*PROBLEM*
Every line of the data must be retyped exactly as it stands.

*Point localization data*
§ §

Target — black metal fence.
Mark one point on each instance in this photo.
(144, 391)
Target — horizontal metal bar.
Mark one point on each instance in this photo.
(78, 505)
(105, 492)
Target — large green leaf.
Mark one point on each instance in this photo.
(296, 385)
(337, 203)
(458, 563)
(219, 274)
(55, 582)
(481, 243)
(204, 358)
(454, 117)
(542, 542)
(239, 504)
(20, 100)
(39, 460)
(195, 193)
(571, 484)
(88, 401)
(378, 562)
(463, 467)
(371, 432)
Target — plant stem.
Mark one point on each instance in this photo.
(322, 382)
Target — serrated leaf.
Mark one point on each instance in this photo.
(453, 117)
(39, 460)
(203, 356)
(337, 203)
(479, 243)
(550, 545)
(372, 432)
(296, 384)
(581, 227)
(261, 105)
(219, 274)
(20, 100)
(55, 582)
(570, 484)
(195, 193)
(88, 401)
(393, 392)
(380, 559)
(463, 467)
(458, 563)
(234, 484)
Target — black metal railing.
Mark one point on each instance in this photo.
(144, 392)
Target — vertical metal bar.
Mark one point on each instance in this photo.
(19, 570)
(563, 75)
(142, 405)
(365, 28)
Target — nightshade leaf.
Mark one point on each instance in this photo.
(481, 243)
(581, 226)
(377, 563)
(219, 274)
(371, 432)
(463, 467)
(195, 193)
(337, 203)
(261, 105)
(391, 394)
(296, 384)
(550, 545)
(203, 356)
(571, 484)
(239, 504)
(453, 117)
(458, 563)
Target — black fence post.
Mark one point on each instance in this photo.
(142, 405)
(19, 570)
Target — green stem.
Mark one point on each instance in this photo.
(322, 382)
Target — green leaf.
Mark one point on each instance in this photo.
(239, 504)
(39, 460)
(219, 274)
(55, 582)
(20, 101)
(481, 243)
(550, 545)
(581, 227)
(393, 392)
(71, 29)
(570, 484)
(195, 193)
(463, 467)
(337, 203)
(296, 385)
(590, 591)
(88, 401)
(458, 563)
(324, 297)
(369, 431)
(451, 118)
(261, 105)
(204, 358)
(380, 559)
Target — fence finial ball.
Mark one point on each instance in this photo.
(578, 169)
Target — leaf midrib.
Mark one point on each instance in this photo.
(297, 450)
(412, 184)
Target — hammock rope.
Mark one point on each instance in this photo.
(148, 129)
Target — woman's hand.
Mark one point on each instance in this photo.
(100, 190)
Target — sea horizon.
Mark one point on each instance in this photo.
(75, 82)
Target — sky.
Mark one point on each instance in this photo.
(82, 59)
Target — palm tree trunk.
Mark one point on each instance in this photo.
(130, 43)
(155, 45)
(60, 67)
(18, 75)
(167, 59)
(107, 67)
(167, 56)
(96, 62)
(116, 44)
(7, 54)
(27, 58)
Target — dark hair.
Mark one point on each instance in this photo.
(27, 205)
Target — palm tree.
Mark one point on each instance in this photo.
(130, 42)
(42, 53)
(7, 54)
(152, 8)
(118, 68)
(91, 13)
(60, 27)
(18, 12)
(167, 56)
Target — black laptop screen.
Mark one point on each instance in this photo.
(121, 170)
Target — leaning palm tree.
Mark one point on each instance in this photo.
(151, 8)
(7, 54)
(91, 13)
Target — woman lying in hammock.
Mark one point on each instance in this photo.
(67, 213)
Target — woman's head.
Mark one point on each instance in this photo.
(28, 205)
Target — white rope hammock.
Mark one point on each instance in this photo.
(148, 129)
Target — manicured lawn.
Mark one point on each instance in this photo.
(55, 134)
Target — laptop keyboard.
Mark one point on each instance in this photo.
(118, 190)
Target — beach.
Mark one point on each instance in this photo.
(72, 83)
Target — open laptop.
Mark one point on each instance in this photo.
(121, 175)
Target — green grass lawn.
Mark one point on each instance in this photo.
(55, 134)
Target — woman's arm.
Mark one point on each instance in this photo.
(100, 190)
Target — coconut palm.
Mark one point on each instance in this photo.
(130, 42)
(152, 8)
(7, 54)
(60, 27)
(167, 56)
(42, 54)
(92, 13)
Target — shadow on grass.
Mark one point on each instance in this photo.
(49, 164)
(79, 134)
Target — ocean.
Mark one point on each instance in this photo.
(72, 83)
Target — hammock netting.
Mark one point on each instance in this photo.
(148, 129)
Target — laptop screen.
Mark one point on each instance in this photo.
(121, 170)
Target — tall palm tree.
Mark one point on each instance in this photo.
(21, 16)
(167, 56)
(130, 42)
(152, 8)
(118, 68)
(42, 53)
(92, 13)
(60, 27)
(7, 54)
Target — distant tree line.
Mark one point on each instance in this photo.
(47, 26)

§ §

*PROBLEM SOLUTION*
Target — black metal fence.
Mark one point on each instance in this photo.
(144, 391)
Target — horizontal metal bar.
Mark one point on each instance in this photo.
(78, 505)
(105, 492)
Target — large green leaf.
Mark one point on each instance in this photo.
(296, 385)
(337, 203)
(458, 563)
(219, 274)
(55, 582)
(481, 243)
(204, 358)
(454, 117)
(542, 542)
(239, 504)
(20, 100)
(39, 460)
(195, 193)
(571, 484)
(88, 401)
(378, 562)
(463, 467)
(371, 432)
Target — plant stem.
Mark one point on each instance in this photo.
(322, 382)
Target — serrated leaf.
Mark one point on each instance in this photo.
(453, 117)
(39, 460)
(203, 356)
(337, 203)
(479, 243)
(550, 545)
(372, 432)
(296, 384)
(581, 227)
(261, 105)
(219, 274)
(20, 100)
(55, 582)
(570, 484)
(195, 193)
(88, 401)
(393, 392)
(380, 559)
(463, 467)
(458, 563)
(234, 484)
Target — black metal railing.
Mark one point on each instance in this photo.
(144, 392)
Target — vertical metal bar.
Mark one point on each instance in this photo.
(19, 570)
(563, 75)
(142, 405)
(365, 28)
Target — nightshade leaf.
Mark one point on each instance in this photo.
(481, 243)
(581, 226)
(377, 563)
(219, 274)
(371, 432)
(463, 467)
(195, 193)
(337, 203)
(261, 105)
(391, 394)
(296, 384)
(550, 545)
(203, 356)
(571, 484)
(239, 504)
(453, 117)
(458, 563)
Target — black fence post.
Mark one point on each instance in this photo.
(142, 405)
(19, 570)
Target — green stem.
Mark one point on each instance in this photo.
(322, 382)
Target — green leaf.
Mark one point on each instance in this photo.
(239, 504)
(39, 460)
(219, 274)
(55, 582)
(20, 101)
(481, 243)
(550, 545)
(581, 227)
(393, 392)
(71, 29)
(570, 484)
(195, 193)
(463, 467)
(337, 203)
(296, 385)
(590, 591)
(88, 401)
(458, 563)
(324, 297)
(369, 431)
(451, 118)
(261, 105)
(204, 358)
(380, 559)
Target — fence finial ball.
Mark one point on each instance in this photo.
(578, 169)
Target — leaf midrib.
Mark one point on each instance in this photo.
(297, 450)
(412, 184)
Target — hammock rope.
Mark one point on each instance in this photo.
(148, 129)
Target — woman's hand.
Mark one point on each instance in this photo.
(100, 190)
Target — sea horizon.
Mark one point on each instance in this photo.
(75, 82)
Target — sky.
Mark one point on each instance in this photo.
(82, 59)
Target — palm tree trunk.
Mark one point on each instance in this photo.
(130, 43)
(155, 45)
(60, 67)
(18, 75)
(167, 59)
(107, 67)
(167, 56)
(96, 62)
(116, 44)
(7, 54)
(27, 58)
Target — dark hair.
Mark one point on each instance in this photo.
(27, 205)
Target — palm tree.
Mark one point on each instance in this photo.
(130, 42)
(42, 53)
(7, 54)
(152, 8)
(118, 68)
(91, 13)
(60, 27)
(18, 12)
(167, 56)
Target — black laptop screen.
Mark one point on each instance in this photo.
(121, 170)
Target — leaning palm tree.
Mark one point on each instance in this photo.
(151, 8)
(7, 54)
(91, 13)
Target — woman lying in hammock.
Mark one point on each instance in this photo.
(67, 213)
Target — woman's head.
Mark one point on each instance in this photo.
(28, 205)
Target — white rope hammock.
Mark one point on each instance in this photo.
(148, 129)
Target — manicured lawn.
Mark one point on each instance in this photo.
(55, 134)
Target — laptop keyboard.
Mark one point on each instance in this photo.
(118, 190)
Target — beach.
Mark one point on each instance in this photo.
(72, 83)
Target — open laptop.
Mark one point on each instance in this photo.
(121, 175)
Target — green grass lawn.
Mark one point on each instance in this photo.
(55, 134)
Target — woman's arm.
Mark one point on each instance in this photo.
(100, 190)
Target — coconut palm.
Mark one point on each instance in this photo.
(130, 42)
(152, 8)
(7, 54)
(60, 27)
(167, 56)
(42, 54)
(92, 13)
Target — shadow on grass.
Mark one point on each instance in this photo.
(49, 164)
(79, 134)
Target — ocean.
Mark one point on each instance in this photo.
(72, 83)
Target — hammock netting.
Mark one point on each instance in this photo.
(148, 129)
Target — laptop screen.
Mark one point on each instance in this photo.
(121, 170)
Target — tall palm tree.
Mark one point on each instance in this photo.
(21, 16)
(167, 56)
(130, 42)
(152, 8)
(118, 68)
(42, 53)
(92, 13)
(60, 27)
(7, 54)
Target — distant tree line.
Mark one point on each instance in this photo.
(47, 26)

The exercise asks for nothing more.